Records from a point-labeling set
——————

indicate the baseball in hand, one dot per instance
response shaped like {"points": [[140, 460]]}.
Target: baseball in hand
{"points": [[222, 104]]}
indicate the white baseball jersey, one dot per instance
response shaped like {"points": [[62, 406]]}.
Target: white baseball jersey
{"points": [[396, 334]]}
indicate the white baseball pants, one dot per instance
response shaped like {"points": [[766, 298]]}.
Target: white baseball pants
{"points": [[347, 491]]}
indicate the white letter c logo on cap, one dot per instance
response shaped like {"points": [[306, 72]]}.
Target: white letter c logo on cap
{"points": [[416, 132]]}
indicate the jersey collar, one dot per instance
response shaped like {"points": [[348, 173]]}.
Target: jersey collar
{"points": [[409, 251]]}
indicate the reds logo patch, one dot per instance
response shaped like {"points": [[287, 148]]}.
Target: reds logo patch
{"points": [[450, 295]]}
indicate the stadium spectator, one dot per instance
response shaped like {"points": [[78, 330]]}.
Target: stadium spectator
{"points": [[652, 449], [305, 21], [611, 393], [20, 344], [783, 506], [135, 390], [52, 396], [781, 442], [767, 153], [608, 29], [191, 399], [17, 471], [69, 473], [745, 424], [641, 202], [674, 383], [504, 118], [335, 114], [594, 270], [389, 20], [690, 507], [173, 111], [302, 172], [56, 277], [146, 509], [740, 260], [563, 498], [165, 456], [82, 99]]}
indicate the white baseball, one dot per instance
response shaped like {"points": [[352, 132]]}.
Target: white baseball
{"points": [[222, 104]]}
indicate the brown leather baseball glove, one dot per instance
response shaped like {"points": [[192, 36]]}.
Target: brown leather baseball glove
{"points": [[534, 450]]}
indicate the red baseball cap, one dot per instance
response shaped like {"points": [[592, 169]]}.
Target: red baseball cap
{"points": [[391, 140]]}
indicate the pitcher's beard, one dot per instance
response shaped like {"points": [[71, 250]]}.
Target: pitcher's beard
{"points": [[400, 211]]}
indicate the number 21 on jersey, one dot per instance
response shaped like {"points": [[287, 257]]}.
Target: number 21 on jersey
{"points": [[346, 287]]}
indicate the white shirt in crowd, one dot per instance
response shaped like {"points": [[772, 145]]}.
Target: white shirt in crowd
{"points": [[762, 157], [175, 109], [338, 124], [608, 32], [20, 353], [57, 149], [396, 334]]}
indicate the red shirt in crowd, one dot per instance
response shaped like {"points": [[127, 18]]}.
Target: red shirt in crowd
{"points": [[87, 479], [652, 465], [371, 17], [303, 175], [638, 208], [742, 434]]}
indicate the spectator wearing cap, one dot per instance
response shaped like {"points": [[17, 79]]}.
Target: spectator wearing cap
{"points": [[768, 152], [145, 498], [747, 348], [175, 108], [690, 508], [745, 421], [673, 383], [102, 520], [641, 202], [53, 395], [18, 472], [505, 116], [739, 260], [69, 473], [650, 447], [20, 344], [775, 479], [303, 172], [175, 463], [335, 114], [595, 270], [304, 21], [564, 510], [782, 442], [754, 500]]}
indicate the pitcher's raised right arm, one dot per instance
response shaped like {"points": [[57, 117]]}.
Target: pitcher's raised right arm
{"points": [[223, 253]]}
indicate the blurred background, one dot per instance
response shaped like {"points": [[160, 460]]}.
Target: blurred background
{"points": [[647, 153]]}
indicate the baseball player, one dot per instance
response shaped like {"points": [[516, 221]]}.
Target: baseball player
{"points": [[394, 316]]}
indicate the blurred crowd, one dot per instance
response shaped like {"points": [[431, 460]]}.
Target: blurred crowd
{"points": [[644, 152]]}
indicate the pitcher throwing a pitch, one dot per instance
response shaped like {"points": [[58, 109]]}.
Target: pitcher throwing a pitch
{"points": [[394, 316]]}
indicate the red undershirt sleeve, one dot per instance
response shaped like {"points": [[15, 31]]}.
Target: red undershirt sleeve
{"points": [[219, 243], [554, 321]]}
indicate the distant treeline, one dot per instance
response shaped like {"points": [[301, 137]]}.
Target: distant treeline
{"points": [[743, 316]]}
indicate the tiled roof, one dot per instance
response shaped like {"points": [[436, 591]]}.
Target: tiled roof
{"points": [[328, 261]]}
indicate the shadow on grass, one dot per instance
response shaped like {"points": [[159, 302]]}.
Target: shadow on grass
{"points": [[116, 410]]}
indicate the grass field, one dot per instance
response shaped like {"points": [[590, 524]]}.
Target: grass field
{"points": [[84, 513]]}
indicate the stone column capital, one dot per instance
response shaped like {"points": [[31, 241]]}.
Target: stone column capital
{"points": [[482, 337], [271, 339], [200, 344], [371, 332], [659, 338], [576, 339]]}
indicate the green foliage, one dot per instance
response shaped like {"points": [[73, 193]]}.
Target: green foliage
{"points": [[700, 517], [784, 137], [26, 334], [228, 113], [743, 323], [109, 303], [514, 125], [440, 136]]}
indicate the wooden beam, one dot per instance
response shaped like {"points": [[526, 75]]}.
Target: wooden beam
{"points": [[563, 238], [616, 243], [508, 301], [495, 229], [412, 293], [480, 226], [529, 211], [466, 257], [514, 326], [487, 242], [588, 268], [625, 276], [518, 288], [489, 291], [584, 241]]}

——————

*EXERCISE PROMPT*.
Repeat the records word for word from the line containing "indicate the shadow" through the end of the records, including both ends.

*RESULT*.
indicate the shadow on grass, one dot per instance
response shaped like {"points": [[159, 302]]}.
Target: shadow on grass
{"points": [[116, 410]]}
indicate the grass field, one dot per instance
response shaped like {"points": [[590, 524]]}.
Target: grass field
{"points": [[84, 513]]}
indicate the stone column capital, one dot per instance
response shaped like {"points": [[31, 241]]}.
Target: stone column capital
{"points": [[482, 337], [271, 339], [200, 344], [371, 332], [659, 338], [576, 339]]}
indicate the green foliage, one dot per instance
response shaped like {"points": [[73, 193]]}.
Target: green foliage
{"points": [[700, 517], [784, 137], [26, 334], [228, 113], [743, 323], [109, 303], [514, 125], [440, 136]]}
indicate the wooden beam, one dot per instance
response shaped like {"points": [[526, 75]]}.
Target: wooden beam
{"points": [[563, 238], [616, 243], [508, 301], [495, 229], [412, 293], [480, 226], [529, 211], [466, 257], [514, 326], [487, 242], [588, 268], [625, 276], [518, 288], [489, 291], [584, 241]]}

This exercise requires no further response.